More fun facts along with photos. I invite you to relax, read and enjoy.

This building at 1102 Commercial Drive was built in 1908.

There was a nurse at the Vancouver Hospital for Crippled Children in 1947 who loved to read stories and poems to the children. A young boy was excited one day to see a bluebird on his windowsill and this inspired Elizabeth Clarke to write the poem Bluebird on the Windowsill.

Ms. Clarke set Bluebird on the Windowsill to music and later the song became a big hit. The Rhythm Pals, Doris Day, Bing Crosby and many others recorded it. This could have made Elizabeth Clarke a wealthy woman but she donated all the proceeds from the song to the hospital.

Speaking of Bing Crosby, Crosby came to Vancouver on September 20, 1948 to record his radio show. Before the show, Bing was made a full-blooded Indian Chief and the Squamish tribe that made him a chief named him 'Chief Thunder Voice'.

Karl Norman was one of the performers in an operetta entitled Naughty Marietta, which was being performed at the Theatre Under The Stars (TUTS) in 1948. While the show was going on, the power went out but in the true spirit of 'the show must go on' the orchestra kept playing and Norman kept singing. Light was supplied when some people from the audience "lined up their cars at the back of Malkin Bowl and lit the performance with their headlights.”

PROVIDED INFORMATION:

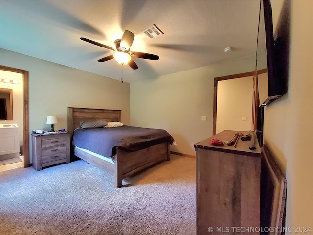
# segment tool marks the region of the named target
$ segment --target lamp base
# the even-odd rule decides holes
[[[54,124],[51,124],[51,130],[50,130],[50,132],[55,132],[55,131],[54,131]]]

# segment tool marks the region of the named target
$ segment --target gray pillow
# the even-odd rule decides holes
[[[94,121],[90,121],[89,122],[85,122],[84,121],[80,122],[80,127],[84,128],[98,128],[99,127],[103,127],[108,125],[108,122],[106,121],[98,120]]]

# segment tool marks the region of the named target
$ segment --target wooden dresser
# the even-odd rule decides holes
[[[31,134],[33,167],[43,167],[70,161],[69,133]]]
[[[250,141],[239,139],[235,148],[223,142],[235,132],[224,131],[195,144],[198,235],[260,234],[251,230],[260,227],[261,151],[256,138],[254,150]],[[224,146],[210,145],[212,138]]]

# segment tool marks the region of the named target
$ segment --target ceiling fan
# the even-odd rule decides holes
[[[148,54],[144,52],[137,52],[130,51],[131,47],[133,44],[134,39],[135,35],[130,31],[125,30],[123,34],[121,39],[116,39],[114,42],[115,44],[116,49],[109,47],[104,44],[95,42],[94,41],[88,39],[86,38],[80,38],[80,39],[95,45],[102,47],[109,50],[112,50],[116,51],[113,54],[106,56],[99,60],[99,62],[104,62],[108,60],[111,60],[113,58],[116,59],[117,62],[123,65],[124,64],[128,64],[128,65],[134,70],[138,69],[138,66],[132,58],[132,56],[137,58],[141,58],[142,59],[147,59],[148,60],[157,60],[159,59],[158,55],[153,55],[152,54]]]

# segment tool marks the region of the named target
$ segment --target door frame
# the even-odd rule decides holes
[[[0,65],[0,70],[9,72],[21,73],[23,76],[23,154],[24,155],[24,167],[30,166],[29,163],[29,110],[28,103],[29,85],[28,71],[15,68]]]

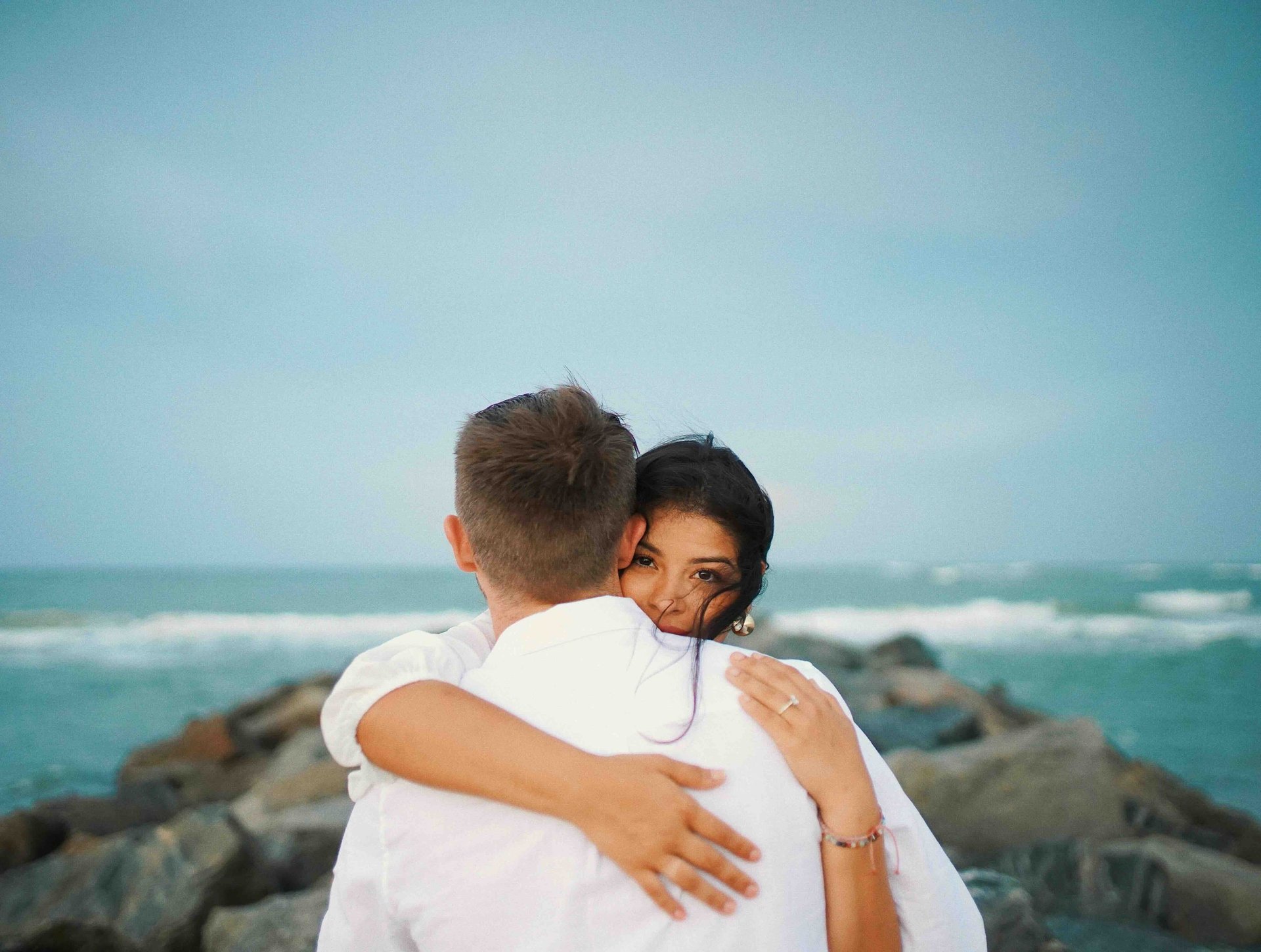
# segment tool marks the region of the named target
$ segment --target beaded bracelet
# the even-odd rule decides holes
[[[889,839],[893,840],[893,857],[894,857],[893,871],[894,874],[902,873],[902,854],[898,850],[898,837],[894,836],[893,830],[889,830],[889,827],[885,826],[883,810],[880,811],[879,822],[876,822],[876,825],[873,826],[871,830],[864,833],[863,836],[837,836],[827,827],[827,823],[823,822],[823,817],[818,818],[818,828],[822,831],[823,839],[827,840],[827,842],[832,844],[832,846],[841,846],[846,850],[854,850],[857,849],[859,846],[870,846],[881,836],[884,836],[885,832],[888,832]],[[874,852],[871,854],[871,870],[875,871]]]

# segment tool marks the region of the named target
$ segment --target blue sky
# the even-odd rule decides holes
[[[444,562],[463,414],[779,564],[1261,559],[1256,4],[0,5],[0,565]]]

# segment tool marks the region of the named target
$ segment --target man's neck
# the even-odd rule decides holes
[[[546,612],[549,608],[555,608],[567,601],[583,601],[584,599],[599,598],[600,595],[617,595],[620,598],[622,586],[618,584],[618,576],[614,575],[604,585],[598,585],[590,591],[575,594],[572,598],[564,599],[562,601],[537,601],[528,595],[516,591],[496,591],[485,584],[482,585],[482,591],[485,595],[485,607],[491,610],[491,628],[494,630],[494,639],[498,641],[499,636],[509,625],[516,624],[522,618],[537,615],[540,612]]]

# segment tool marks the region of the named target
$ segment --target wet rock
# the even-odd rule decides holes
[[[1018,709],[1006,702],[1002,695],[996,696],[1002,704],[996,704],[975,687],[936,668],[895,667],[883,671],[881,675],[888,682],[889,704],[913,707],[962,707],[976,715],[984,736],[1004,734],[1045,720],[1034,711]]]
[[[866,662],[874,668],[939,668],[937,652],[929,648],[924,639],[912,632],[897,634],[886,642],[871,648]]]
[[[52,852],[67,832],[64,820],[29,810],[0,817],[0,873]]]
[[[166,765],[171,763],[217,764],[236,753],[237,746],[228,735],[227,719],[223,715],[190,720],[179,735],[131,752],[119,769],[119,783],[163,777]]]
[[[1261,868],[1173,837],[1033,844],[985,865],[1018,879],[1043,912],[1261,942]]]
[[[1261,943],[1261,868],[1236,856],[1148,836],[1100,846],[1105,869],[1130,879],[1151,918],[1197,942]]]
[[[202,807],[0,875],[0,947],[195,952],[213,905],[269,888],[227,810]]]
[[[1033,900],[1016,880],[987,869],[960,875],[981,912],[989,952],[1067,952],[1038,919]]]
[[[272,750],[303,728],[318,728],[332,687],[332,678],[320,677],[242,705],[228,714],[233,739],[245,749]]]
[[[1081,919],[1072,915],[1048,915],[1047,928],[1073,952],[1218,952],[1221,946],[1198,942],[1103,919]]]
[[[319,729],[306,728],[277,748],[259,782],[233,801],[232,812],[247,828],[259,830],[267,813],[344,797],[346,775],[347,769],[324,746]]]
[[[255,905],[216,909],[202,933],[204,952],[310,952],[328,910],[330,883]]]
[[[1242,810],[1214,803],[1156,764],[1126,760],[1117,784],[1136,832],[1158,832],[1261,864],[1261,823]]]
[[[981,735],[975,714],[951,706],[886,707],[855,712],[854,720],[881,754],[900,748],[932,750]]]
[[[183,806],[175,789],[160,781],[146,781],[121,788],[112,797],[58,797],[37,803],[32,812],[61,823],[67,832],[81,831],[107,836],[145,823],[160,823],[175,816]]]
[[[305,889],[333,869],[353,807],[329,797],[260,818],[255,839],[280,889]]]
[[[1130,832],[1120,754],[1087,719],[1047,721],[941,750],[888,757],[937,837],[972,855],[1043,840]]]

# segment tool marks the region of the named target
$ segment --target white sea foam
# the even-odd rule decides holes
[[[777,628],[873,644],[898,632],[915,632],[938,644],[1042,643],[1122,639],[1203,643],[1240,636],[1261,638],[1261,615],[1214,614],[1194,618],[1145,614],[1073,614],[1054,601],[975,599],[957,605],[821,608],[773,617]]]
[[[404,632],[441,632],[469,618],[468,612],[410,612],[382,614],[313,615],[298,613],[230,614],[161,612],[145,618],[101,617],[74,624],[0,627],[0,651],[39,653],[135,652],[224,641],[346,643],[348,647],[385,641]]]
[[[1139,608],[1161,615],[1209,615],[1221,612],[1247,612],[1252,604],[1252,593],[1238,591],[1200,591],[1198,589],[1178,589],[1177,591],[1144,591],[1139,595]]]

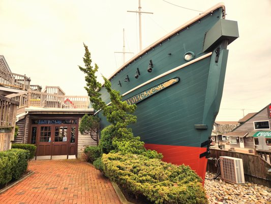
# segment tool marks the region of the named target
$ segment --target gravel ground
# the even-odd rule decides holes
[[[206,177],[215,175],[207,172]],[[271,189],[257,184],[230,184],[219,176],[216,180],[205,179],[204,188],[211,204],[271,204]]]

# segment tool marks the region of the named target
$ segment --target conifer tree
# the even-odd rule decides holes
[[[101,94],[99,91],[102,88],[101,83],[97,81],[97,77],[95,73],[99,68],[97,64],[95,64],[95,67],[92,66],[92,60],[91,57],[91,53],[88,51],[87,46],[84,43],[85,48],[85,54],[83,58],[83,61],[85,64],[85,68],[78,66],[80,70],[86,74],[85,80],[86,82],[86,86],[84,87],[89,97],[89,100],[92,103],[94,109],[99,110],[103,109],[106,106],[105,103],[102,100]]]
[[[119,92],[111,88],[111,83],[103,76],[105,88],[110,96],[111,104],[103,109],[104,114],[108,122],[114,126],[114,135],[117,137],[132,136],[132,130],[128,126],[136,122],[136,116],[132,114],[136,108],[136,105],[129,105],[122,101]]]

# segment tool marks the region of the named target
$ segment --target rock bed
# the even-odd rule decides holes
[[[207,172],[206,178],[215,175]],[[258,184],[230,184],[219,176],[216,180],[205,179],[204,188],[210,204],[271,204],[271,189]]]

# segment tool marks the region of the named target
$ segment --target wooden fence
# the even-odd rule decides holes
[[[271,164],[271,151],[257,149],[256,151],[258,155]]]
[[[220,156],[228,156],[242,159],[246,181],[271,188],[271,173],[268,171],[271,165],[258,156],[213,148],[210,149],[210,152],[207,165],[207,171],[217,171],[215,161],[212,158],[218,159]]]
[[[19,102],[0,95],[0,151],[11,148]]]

TASK 1: In the Vancouver fun facts text, translate this sentence into Spanish: "Ms. Clarke set Bluebird on the Windowsill to music and later the song became a big hit."
TASK 2: List every individual person named in the Vancouver fun facts text.

YOUR SOLUTION 1: La Sra. Clarke le puso música a Bluebird on the Windowsill y más tarde la canción se convirtió en un gran éxito.

YOUR SOLUTION 2: Elizabeth Clarke, Doris Day, Bing Crosby, Karl Norman